Work required » Leave out the pictures and copy the remaining records exactly.

Supplied material »
**********
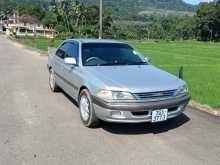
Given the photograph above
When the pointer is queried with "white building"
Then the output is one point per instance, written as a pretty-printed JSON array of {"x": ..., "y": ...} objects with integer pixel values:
[{"x": 27, "y": 26}]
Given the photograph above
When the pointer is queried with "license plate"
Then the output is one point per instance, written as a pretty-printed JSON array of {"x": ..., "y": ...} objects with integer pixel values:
[{"x": 159, "y": 115}]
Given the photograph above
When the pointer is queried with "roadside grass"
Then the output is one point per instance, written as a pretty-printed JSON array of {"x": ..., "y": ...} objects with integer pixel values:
[{"x": 201, "y": 62}]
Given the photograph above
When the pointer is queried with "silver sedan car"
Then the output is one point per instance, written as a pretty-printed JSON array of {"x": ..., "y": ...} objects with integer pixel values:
[{"x": 113, "y": 82}]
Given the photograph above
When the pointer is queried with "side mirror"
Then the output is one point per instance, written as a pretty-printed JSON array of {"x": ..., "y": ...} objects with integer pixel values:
[
  {"x": 70, "y": 61},
  {"x": 148, "y": 59}
]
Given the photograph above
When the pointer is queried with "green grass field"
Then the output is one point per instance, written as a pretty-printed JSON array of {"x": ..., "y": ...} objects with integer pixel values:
[{"x": 201, "y": 62}]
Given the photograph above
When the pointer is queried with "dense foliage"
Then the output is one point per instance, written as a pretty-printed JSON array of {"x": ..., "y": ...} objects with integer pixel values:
[{"x": 122, "y": 18}]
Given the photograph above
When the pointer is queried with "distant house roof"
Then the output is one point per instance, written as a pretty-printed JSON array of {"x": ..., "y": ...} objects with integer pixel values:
[
  {"x": 24, "y": 19},
  {"x": 28, "y": 19}
]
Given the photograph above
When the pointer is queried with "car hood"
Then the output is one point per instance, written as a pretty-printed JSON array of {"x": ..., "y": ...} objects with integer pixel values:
[{"x": 135, "y": 79}]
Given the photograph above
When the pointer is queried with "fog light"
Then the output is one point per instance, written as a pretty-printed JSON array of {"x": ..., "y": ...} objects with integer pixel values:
[{"x": 118, "y": 115}]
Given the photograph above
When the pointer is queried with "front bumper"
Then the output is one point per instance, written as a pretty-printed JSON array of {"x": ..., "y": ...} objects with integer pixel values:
[{"x": 137, "y": 112}]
**********
Task output »
Given the photograph above
When the pointer is queried with "white building"
Then the output is one point per instance, written as a pretty-printed JSON array of {"x": ..., "y": ...} objects with integer pixel values:
[{"x": 27, "y": 26}]
Given the photograph above
When the pointer is queried with "license plate"
Then the output is one point per instance, written as a pretty-printed JSON array of {"x": ..., "y": ...} objects with integer pixel values:
[{"x": 159, "y": 115}]
Given the photograph above
When the pointer is queried with "roadside grass"
Then the output is one point per instance, written as a pretty-printed JSON array of {"x": ..., "y": ...} objects with integer pixel values:
[{"x": 201, "y": 62}]
Given the photograph above
When the pointer is queried with "silver sedan car"
Then the output is one point per instance, written as a pretty-printed JSON array of {"x": ..., "y": ...} objects with integer pixel values:
[{"x": 113, "y": 82}]
Given the photograph above
When the pointer is queried with "side mirror"
Then the output is one point per instance, written as a pretty-printed JSON array of {"x": ..., "y": ...} objects with integer pixel values:
[
  {"x": 70, "y": 61},
  {"x": 148, "y": 59}
]
Given the photograph above
When the pointer is queried with "green grass field"
Then the output is one point per instance, written as a pretty-printed JSON array of {"x": ..., "y": ...} objects with integer pixel values:
[{"x": 201, "y": 62}]
Given the photograph above
When the pointer is queried with "dense foliage"
Then the output is one point per instance, written as a pretty-printed JSON array of {"x": ..., "y": ...} objects with integer pixel values:
[{"x": 122, "y": 18}]
Given the photograph above
When the pointer is queried with "distant house roof"
Then the output is one point per instance, written as a pretty-printed JSON array of {"x": ..., "y": ...} objects with integer pixel values:
[
  {"x": 24, "y": 19},
  {"x": 28, "y": 19}
]
Given the photograph above
When the pointer is queried with "car hood"
Then the output is one point per instance, written as a pretty-printed JSON array of {"x": ..., "y": ...} objects with integer pixel values:
[{"x": 135, "y": 79}]
Given the photograph above
When the pointer is queried with "fog light"
Then the output is one point per instance, written as a pretty-printed JSON array of {"x": ..., "y": ...} objects with integer pixel values:
[{"x": 118, "y": 115}]
Given the photograph above
When the pointer is queried with "front bumper"
Then the output is one point per instance, written as a pretty-printed JSON array of {"x": ..., "y": ...} objects with integer pixel values:
[{"x": 137, "y": 112}]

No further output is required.